◆ **EXERCISE BRIEF**:
Please restate the passage on Tucson's religious accommodation dispute from "But not overturned, and" up to and including "cannot question it.", substituting "employee" for every "worker".

◆ **PASSAGE TO READ**:
-------

But not overturned, and not considered by the courts, was a provision that says all employers “shall provide a reasonable accommodation” when a worker seeks an exemption based on a claim of a “sincerely held religious belief.”

Foster, in her letter to Tucson, said the city’s policy says an employee may “request” a religious accommodation, and that that there will be an “interactive process” to “determine precise limitations.” She contends the law doesn’t give the city that choice.

Leach then used that letter to demand Brnovich investigate. He echoed Foster’s contention that once a worker makes an assertion of a sincerely held religious belief, the city cannot question it.

Leach was acting under a 2016 law that allows lawmakers to demand an inquiry but also requires the attorney general to investigate within 30 days. More to the point, that law says if the attorney general finds a local law or policy is contrary to state law, he can order the state treasurer to withhold certain revenue sharing dollars.

But Tucson was not giving up without a fight.

In a letter to the Attorney General’s Office, City Attorney Mike Rankin said the section of law that both Foster and Leach cited simply doesn’t — and can’t — apply to the city.

The wording about providing an accommodation to workers who claim a religious exemption itself has an exemption, if doing so would pose more than a minimal cost “to the operation of the employer’s business.”

“The city of Tucson — and any municipal or county government — is not engaged in a ‘business,’” Rankin wrote.

He also pointed out that lawmakers tried to ban cities from imposing any sort of vaccine mandate, at least until that law was struck down.

“How can the Legislature have intended the law to require the city to provide a religious accommodation for a requirement that ... the Legislature intended to prohibit the city from imposing in the first place?” he asked.

-------

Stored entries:
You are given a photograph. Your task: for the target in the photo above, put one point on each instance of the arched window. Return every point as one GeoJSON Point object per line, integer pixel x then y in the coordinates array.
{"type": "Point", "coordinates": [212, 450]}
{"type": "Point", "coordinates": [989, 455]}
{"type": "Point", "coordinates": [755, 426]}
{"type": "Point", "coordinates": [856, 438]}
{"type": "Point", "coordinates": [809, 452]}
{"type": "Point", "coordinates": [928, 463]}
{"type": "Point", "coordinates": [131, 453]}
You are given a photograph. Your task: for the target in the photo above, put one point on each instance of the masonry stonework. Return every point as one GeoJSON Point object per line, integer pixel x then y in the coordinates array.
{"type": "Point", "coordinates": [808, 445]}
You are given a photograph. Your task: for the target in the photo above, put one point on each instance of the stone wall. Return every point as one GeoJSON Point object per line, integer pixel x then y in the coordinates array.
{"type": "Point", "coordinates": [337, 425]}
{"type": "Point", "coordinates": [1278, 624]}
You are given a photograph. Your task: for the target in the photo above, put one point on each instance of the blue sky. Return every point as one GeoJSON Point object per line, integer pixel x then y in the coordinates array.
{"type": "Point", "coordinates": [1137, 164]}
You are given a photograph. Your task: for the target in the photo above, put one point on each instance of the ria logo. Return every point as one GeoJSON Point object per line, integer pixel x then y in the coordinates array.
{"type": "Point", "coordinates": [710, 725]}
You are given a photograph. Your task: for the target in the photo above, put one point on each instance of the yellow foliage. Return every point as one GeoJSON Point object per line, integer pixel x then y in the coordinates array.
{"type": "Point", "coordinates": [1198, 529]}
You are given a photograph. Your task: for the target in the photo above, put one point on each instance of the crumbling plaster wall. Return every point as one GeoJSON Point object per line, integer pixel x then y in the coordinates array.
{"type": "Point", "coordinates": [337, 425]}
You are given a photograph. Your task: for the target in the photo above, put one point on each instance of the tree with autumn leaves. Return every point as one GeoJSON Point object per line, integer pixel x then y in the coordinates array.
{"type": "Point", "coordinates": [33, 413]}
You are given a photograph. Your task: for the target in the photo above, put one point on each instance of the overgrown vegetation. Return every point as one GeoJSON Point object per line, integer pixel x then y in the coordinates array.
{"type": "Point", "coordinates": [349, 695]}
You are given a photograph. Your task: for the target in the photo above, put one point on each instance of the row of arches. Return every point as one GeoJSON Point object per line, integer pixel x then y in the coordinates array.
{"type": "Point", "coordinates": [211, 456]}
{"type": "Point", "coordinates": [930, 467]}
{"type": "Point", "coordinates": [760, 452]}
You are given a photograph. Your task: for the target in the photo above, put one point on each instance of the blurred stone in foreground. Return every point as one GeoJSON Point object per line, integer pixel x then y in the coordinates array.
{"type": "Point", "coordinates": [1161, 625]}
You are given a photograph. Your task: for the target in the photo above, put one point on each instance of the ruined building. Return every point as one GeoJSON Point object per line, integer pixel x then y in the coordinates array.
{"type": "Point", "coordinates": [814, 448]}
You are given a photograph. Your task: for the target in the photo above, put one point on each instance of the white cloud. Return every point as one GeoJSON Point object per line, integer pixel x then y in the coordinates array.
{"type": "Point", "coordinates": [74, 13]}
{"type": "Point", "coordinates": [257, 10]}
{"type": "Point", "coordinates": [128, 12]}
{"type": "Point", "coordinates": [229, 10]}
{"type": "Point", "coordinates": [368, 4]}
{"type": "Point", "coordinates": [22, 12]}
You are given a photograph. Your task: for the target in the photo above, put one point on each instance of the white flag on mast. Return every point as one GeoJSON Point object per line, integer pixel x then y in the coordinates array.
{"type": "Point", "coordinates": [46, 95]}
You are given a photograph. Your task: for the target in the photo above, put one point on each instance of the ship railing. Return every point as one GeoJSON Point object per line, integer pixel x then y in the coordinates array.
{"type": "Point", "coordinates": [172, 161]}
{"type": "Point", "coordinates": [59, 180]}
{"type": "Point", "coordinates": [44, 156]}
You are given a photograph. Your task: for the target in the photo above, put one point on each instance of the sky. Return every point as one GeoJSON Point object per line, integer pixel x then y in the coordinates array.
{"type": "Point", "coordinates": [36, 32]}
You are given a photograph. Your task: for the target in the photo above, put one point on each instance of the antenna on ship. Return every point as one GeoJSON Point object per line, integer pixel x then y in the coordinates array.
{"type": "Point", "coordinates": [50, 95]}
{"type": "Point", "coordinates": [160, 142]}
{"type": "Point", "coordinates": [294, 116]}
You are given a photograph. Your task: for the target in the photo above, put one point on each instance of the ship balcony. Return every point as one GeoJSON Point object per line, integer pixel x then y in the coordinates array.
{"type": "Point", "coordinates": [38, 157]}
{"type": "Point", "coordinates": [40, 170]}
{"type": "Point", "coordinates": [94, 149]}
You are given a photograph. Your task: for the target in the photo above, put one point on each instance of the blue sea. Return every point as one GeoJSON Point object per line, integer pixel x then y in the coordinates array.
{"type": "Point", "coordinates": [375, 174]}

-------

◆ **ANSWER SECTION**:
But not overturned, and not considered by the courts, was a provision that says all employers “shall provide a reasonable accommodation” when a employee seeks an exemption based on a claim of a “sincerely held religious belief.”

Foster, in her letter to Tucson, said the city’s policy says an employee may “request” a religious accommodation, and that that there will be an “interactive process” to “determine precise limitations.” She contends the law doesn’t give the city that choice.

Leach then used that letter to demand Brnovich investigate. He echoed Foster’s contention that once a employee makes an assertion of a sincerely held religious belief, the city cannot question it.